Auch in der Entscheidung NJW 1991, 2961, = FamRZ 1991, 426, ging der Bundesgerichtshof zwar zunächst davon aus, herkömmliche serologische Gutachten könnten den Tatrichter auch ohne Ergänzung durch DNA-Analysen bei entsprechend hohen Wahrscheinlichkeitswerten in die Lage versetzen, die volle Überzeugung von der Abstammung des Kindes zu erlangen, doch könne auch bei noch so hohen Wahrscheinlichkeitswerten aufgrund der serologischen Begutachtung (hier: 99,4 %) nicht ausgeschlossen werden, daß die DNA-Analyse einen Ausschluß des Belangten von der Vaterschaft erbringe. Ob der DNA-Analyse bei dem Ergebnis der serologischen Untersuchung jede Eignung zur Feststellung eines Vaterschaftsausschlusses abzusprechen sei, müsse von den Tatsacheninstanzen notfalls mit sachverständiger Hilfe beurteilt werden.

========

--- DEINE AUFGABEN ---
[1] Welchen Wahrscheinlichkeitswert der serologischen Begutachtung nennt der Text über die Vaterschaftsfeststellung?
[2] Zitiere aus dem Text über die Vaterschaftsfeststellung den Abschnitt, der mit "Auch in der" beginnt und bis einschließlich "Hilfe beurteilt werden." reicht.
[3] Schreib den Text über die Vaterschaftsfeststellung im Anschluss an seinen letzten Satz weiter.

--- DATENSATZAUSZÜGE ---
========

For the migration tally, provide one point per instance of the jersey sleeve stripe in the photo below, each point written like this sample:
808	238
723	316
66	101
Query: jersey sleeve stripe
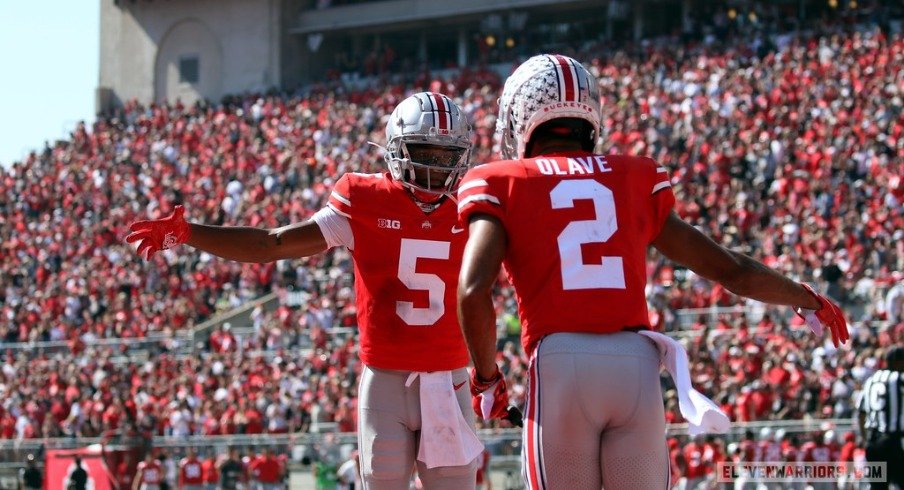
660	186
341	198
334	208
471	185
477	197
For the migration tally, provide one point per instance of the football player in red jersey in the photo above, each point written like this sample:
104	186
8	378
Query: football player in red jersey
191	472
403	234
572	229
149	474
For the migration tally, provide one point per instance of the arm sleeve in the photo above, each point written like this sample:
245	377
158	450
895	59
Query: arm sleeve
479	193
336	228
663	199
341	197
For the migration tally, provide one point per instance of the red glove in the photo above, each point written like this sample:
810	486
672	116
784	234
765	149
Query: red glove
828	315
489	398
160	234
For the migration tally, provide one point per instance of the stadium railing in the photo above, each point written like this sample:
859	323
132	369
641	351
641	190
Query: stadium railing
502	442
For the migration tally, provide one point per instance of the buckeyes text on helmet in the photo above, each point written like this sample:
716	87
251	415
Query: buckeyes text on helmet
428	145
543	88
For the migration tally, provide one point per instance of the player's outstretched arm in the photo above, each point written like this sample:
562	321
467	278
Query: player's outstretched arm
243	244
742	275
481	262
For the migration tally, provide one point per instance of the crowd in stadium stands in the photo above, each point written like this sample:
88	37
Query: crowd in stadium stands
792	152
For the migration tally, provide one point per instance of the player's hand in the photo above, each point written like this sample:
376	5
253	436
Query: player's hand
489	398
828	315
159	234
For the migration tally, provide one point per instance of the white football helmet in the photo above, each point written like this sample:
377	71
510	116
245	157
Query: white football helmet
545	87
428	145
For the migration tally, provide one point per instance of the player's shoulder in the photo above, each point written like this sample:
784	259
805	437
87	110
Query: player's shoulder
496	169
634	163
359	180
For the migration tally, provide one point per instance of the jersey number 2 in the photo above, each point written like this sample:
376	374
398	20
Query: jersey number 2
418	281
610	274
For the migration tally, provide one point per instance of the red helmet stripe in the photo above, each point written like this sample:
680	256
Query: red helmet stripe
442	120
563	66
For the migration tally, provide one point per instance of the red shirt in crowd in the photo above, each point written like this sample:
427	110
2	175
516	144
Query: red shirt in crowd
150	473
191	472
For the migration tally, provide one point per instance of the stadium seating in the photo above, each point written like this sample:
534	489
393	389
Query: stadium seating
791	152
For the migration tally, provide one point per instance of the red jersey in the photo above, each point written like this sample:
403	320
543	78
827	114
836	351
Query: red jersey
151	473
209	471
695	465
406	275
768	452
815	452
589	219
191	472
748	450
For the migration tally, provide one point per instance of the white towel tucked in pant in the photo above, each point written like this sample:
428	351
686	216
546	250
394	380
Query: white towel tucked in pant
701	413
447	439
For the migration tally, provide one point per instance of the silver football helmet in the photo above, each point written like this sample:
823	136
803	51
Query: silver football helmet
543	88
428	145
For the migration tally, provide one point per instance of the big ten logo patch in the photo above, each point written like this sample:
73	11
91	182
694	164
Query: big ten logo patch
392	224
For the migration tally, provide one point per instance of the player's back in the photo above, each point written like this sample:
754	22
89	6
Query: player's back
581	224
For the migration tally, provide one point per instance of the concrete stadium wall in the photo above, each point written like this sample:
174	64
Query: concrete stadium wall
236	43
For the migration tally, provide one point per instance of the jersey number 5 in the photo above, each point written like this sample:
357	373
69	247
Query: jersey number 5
418	281
610	274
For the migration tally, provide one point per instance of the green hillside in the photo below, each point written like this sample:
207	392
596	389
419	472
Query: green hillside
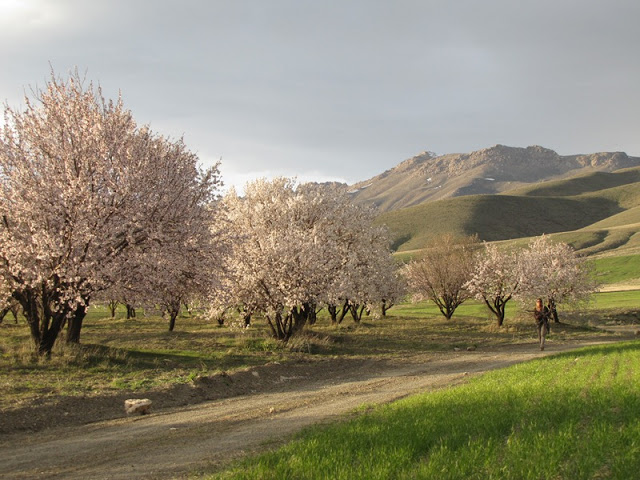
590	183
597	213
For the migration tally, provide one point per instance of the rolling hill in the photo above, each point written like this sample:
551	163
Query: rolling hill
598	213
428	177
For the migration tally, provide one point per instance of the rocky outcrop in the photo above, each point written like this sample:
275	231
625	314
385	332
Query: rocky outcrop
427	176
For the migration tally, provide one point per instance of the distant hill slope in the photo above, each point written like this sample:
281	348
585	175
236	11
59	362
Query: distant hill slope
596	212
427	177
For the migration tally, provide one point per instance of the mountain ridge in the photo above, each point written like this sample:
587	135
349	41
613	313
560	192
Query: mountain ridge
428	177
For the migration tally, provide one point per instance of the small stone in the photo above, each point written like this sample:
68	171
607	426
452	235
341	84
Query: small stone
140	406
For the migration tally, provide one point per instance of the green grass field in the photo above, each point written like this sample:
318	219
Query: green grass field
570	416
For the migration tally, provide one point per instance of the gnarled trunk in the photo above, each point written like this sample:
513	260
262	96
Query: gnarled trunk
75	324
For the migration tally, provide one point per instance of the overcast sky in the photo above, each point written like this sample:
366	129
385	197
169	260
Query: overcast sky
344	89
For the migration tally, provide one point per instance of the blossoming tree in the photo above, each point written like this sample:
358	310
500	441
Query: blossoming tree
495	279
441	273
301	247
554	272
84	194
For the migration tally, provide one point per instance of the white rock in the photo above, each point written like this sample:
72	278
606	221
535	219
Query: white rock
140	406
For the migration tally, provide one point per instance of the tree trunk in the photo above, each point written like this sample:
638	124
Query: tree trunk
75	324
552	309
44	323
173	309
333	313
497	307
113	305
386	305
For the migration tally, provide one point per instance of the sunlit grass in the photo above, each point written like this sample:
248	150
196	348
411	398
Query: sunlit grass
569	416
140	354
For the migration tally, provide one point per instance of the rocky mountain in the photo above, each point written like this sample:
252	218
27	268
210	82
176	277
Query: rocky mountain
427	176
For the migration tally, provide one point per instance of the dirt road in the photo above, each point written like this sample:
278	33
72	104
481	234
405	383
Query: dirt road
174	442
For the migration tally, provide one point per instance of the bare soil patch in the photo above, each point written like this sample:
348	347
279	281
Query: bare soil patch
216	419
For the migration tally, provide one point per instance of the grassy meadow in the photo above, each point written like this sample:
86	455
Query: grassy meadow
570	416
135	355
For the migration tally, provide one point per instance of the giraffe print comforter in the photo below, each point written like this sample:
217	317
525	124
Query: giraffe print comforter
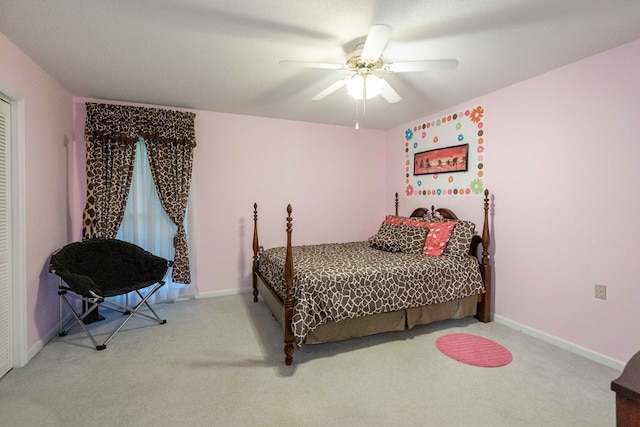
336	281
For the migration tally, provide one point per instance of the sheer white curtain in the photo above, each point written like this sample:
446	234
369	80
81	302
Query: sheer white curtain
147	225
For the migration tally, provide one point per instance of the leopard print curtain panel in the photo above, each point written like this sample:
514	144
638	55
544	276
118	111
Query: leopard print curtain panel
110	156
111	132
171	164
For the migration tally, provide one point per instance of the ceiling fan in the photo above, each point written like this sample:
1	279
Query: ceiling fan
366	63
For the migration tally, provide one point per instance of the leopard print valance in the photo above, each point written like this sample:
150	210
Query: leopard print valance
125	123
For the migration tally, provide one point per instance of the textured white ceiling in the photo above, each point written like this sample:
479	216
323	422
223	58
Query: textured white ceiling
223	55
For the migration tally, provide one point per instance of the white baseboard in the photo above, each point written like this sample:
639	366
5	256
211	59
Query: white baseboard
41	343
214	294
559	342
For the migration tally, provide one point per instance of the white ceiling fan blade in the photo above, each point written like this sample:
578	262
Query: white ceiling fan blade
328	91
377	40
305	64
411	66
388	93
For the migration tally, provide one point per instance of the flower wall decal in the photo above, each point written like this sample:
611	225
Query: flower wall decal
463	127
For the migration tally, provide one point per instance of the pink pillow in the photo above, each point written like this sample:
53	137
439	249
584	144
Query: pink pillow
398	220
437	238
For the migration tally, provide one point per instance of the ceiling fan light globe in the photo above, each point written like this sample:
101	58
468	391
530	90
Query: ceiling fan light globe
356	85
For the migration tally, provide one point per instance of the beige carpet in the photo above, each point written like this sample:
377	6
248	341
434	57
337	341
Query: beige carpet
219	362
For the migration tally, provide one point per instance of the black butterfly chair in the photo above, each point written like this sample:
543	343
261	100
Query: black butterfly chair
95	269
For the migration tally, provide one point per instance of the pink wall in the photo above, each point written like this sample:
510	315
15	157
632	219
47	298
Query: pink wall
332	175
570	202
562	163
48	122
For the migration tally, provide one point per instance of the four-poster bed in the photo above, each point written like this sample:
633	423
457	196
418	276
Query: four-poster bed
331	292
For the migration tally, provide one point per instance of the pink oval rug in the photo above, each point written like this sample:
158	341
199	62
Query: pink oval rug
474	350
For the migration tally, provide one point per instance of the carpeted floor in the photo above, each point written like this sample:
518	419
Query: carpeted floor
219	362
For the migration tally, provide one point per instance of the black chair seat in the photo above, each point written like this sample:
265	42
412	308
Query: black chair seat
95	269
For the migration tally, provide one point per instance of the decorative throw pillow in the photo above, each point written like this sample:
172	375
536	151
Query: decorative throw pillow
437	238
397	220
411	238
460	239
386	239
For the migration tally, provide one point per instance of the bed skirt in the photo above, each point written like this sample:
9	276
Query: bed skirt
376	323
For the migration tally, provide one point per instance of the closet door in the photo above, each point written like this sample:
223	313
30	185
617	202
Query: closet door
6	341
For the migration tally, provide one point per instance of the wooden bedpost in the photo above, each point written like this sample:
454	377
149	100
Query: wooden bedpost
484	306
396	204
256	249
289	296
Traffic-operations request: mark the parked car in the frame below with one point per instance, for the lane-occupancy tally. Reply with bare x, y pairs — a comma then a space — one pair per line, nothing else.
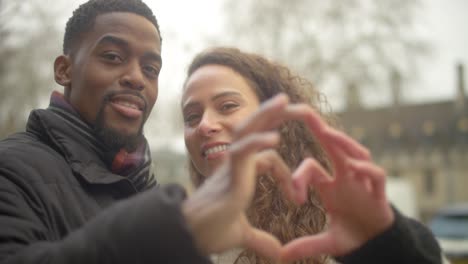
450, 226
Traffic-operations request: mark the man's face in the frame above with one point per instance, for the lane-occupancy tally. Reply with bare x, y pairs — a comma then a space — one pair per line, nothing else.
114, 76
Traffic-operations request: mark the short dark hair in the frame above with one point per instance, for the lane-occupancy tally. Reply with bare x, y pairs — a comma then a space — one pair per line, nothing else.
84, 16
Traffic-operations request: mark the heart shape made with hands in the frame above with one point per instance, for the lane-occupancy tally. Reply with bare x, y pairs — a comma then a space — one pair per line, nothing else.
353, 196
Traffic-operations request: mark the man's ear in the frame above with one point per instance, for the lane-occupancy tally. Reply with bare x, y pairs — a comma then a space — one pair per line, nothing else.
62, 70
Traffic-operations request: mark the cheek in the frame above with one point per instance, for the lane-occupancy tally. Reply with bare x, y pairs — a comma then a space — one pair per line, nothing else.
152, 97
190, 142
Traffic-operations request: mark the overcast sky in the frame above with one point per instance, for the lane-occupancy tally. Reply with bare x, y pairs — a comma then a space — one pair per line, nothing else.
186, 24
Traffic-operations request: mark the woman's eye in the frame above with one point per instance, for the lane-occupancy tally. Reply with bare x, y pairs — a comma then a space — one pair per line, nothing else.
229, 106
191, 119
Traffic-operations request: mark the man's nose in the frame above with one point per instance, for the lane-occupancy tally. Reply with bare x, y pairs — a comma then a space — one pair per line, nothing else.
133, 77
209, 124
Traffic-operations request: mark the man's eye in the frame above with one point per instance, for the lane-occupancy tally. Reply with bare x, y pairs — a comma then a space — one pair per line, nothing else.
151, 71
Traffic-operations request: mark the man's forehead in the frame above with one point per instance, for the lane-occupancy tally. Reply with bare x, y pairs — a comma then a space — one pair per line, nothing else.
125, 22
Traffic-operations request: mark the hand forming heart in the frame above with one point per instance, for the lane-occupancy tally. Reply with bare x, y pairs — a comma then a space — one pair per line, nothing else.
353, 196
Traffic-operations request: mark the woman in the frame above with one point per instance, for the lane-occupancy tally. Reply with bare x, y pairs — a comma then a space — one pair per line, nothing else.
224, 86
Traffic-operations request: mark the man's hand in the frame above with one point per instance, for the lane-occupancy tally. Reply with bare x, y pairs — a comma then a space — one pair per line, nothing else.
215, 213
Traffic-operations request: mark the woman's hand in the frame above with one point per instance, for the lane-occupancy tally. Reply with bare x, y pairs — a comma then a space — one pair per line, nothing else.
353, 196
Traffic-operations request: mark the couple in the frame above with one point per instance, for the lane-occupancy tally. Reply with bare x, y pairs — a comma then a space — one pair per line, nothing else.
77, 185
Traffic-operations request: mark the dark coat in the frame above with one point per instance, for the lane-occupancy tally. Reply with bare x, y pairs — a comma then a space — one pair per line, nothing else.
58, 205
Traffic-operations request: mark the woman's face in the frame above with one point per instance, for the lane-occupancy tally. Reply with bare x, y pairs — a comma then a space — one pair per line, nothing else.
214, 101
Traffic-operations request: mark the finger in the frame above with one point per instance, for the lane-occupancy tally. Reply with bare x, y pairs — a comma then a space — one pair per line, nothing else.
269, 161
263, 243
243, 164
374, 173
265, 118
309, 246
310, 172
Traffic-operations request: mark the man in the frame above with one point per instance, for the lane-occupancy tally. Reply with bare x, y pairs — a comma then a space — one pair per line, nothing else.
76, 187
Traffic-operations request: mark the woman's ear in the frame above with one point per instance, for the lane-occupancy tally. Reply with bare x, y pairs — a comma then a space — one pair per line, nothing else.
62, 70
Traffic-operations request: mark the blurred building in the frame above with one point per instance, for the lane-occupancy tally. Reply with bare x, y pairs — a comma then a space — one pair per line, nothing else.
426, 144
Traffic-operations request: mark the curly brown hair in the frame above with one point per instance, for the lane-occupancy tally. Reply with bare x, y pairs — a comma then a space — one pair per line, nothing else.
269, 210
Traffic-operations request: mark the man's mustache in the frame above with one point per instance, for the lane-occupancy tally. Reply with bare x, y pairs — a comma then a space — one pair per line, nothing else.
108, 97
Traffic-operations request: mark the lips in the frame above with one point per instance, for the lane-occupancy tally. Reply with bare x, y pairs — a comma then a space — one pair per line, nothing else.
128, 105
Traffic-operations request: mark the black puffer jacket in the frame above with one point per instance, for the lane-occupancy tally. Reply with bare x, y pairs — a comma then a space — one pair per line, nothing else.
58, 205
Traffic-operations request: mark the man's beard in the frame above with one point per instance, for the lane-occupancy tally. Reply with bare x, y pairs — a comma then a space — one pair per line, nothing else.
112, 138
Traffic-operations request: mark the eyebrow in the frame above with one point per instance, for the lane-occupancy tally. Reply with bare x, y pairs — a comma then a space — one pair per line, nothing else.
124, 44
214, 98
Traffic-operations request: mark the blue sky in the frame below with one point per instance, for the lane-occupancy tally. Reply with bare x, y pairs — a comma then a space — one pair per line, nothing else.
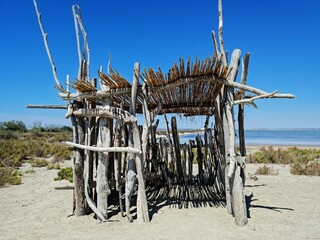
282, 36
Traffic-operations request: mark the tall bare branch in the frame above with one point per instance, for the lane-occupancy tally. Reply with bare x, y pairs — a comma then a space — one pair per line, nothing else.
45, 40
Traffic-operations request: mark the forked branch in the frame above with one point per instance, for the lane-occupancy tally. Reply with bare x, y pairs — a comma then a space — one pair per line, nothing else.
45, 40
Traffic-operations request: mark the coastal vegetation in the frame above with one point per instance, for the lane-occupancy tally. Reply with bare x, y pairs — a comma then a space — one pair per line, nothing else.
36, 145
303, 161
18, 144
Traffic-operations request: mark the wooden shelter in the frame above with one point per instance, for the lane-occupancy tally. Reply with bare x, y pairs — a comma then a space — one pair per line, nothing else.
113, 154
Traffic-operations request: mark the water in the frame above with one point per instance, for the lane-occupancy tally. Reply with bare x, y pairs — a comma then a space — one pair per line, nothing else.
268, 137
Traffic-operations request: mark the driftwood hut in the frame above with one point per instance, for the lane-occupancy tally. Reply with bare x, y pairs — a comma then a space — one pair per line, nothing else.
113, 154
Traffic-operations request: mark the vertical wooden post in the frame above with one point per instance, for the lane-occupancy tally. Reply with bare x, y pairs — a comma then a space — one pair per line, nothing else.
131, 173
142, 204
190, 161
176, 142
104, 140
199, 159
183, 162
78, 178
170, 152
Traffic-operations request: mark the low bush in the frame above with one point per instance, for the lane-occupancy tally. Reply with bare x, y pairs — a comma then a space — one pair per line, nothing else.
28, 171
60, 152
9, 176
303, 160
311, 168
39, 163
53, 166
65, 173
265, 170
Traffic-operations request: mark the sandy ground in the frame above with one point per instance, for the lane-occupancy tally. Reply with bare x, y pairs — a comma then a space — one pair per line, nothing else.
283, 206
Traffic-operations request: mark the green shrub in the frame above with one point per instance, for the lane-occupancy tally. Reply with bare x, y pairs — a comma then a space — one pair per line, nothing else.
265, 170
65, 173
28, 171
53, 166
39, 163
283, 156
13, 125
9, 176
311, 168
7, 134
60, 152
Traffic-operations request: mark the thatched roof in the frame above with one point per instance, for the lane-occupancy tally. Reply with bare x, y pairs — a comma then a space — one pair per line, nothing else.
187, 88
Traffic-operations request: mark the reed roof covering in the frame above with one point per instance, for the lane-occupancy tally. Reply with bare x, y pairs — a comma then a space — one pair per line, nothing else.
187, 87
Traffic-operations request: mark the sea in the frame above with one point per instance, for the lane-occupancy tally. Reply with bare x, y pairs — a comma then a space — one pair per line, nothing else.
274, 137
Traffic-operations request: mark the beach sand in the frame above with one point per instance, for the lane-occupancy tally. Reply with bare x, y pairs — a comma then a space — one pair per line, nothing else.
282, 206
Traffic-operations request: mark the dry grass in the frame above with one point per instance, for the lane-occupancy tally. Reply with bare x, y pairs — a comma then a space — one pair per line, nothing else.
303, 161
17, 147
265, 170
311, 168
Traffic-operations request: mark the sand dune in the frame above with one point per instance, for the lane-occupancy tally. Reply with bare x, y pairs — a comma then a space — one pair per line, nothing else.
283, 206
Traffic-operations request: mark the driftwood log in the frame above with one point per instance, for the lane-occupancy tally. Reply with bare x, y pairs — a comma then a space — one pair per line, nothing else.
112, 152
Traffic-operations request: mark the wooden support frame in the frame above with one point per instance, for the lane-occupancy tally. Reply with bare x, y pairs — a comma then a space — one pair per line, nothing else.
93, 113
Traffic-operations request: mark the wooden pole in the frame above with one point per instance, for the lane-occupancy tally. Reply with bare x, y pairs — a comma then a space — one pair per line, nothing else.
78, 170
244, 74
170, 152
177, 150
199, 159
190, 161
104, 141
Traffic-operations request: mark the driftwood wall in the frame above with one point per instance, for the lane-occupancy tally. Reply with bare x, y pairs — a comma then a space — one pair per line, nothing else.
113, 155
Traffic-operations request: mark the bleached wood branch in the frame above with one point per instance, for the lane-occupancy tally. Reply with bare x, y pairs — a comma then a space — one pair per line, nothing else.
224, 57
78, 23
107, 93
251, 100
85, 40
108, 149
215, 43
77, 37
106, 111
45, 40
47, 106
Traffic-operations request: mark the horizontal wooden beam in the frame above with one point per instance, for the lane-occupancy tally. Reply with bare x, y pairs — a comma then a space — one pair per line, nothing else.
48, 106
108, 149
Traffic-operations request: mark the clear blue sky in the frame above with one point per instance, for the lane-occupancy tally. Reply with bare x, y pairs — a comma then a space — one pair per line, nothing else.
283, 37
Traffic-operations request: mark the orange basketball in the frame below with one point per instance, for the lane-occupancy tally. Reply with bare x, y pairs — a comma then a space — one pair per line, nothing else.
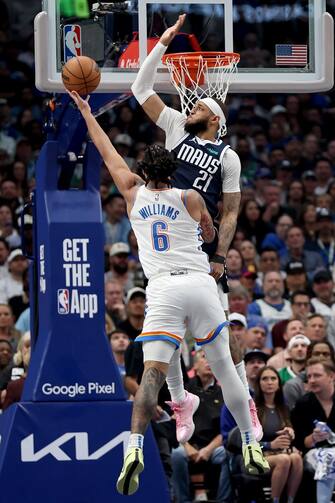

========

--- LÖSUNGEN ---
[1] 99,4 %

[2]
Auch in der Entscheidung NJW 1991, 2961, = FamRZ 1991, 426, ging der Bundesgerichtshof zwar zunächst davon aus, herkömmliche serologische Gutachten könnten den Tatrichter auch ohne Ergänzung durch DNA-Analysen bei entsprechend hohen Wahrscheinlichkeitswerten in die Lage versetzen, die volle Überzeugung von der Abstammung des Kindes zu erlangen, doch könne auch bei noch so hohen Wahrscheinlichkeitswerten aufgrund der serologischen Begutachtung (hier: 99,4 %) nicht ausgeschlossen werden, daß die DNA-Analyse einen Ausschluß des Belangten von der Vaterschaft erbringe. Ob der DNA-Analyse bei dem Ergebnis der serologischen Untersuchung jede Eignung zur Feststellung eines Vaterschaftsausschlusses abzusprechen sei, müsse von den Tatsacheninstanzen notfalls mit sachverständiger Hilfe beurteilt werden.

[3]
Dieser Auffassung ist beizutreten: Ist es Ziel der gerichtlichen Vaterschaftsfeststellung, die größtmögliche Übereinstimmung mit den wahren Abstammungsverhältnissen zu erreichen, muß ein Maximum und Optimum an richterlicher Ermittlungstätigkeit gefordert werden (Hummel-Mutschler aaO 2931; vgl auch RZ 1991/12). Das muß dann aber auch für die Entscheidung über den Beweiswert wissenschaftlicher Methoden der Vaterschaftsfeststellung als eine von den Tatsacheninstanzen mit Hilfe sachverständiger Begutachtung zu lösende Aufgabe (vgl BGH, NJW 1991, 749, 751) gelten.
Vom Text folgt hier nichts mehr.